* [PROBLEM REQUIREMENTS]: Which of the lines below contain the word "green"? Pull out each one in full, treating uppercase and lowercase letters as different.

* [ENTRIES SUPPLIED]:
****
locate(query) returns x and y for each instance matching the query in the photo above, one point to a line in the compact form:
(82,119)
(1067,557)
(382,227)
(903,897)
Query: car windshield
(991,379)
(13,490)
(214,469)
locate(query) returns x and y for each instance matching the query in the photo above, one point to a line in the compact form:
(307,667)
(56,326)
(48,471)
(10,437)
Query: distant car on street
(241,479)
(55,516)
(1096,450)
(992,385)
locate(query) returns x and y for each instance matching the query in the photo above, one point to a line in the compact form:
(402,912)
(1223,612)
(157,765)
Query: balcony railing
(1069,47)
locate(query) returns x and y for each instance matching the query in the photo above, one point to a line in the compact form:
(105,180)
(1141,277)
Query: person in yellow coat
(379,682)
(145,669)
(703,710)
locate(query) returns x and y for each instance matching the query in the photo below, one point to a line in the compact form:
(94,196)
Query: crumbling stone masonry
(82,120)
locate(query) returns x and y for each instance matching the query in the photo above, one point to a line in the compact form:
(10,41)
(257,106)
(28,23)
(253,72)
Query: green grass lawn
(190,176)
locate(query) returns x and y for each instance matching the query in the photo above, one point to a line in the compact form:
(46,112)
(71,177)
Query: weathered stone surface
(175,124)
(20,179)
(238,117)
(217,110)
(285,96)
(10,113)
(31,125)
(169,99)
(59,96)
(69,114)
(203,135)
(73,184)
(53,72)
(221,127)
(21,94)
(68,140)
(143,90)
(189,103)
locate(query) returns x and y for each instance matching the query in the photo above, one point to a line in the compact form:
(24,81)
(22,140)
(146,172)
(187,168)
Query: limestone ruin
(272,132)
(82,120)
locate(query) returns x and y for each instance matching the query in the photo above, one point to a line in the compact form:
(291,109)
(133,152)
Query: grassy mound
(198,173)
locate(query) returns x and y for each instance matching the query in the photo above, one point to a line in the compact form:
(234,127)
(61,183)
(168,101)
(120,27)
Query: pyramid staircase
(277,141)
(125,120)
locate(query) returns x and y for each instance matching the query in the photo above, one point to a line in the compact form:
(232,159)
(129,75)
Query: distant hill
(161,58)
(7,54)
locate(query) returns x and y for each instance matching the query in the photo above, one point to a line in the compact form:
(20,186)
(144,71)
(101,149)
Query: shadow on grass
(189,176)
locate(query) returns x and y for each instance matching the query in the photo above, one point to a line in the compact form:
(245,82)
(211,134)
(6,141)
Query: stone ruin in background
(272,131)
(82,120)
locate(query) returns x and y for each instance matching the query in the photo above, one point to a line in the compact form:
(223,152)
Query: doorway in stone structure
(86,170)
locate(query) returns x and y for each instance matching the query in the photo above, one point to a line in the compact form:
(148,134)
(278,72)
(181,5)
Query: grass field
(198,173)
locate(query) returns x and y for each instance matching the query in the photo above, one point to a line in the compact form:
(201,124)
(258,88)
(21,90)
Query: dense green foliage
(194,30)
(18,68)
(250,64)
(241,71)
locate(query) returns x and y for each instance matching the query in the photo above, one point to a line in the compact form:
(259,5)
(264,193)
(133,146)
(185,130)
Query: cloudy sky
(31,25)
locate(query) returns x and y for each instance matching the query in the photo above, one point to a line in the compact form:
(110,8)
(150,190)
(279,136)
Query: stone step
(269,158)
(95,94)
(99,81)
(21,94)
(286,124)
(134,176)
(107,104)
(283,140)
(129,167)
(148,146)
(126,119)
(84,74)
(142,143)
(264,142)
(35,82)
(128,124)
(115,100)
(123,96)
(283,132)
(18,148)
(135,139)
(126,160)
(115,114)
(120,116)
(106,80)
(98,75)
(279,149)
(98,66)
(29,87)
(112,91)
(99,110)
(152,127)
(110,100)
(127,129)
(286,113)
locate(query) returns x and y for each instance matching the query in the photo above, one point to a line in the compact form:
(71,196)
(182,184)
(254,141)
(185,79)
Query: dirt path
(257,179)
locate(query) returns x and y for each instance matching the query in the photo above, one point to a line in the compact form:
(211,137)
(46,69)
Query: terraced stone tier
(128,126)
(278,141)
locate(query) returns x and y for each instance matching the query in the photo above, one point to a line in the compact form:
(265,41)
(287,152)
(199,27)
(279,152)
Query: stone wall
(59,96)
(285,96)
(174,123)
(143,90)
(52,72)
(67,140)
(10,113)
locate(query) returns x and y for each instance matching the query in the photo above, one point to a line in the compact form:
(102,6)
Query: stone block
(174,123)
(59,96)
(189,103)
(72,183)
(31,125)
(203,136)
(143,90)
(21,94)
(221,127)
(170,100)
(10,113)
****
* [SOLVED EXERCISE]:
Query: green grass lawn
Query: dense green foliage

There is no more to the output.